# TASK OBJECTIVE
Every record must be copied exactly, from first line to last.
### DATA PROVIDED ###
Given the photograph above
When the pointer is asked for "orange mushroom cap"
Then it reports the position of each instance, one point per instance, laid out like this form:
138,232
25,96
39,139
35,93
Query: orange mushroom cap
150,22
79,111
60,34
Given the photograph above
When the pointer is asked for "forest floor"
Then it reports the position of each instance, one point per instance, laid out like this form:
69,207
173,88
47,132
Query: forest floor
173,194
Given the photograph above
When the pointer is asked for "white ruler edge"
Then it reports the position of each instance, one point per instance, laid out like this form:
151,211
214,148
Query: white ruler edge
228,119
###
# YOUR SOLUTION
Given the photograph above
When the pointer is asked for "orange mushroom cap"
Then it reports the position of each instance, one point per instance, laid out like this form:
138,232
25,96
39,139
35,93
Query: orange mushroom cap
150,22
79,111
60,34
Given the photograph above
When the pointer is asked for "forest floor"
Then it reports the position of each instance, one point per instance, laid out like this form:
69,207
173,88
47,132
Query: forest floor
173,194
Given the photograph above
When the pointer is asked for "white ruler edge"
Then it reports the position of each instance, one point per instance, laid out like this form:
151,211
214,148
Query: white ruler edge
228,119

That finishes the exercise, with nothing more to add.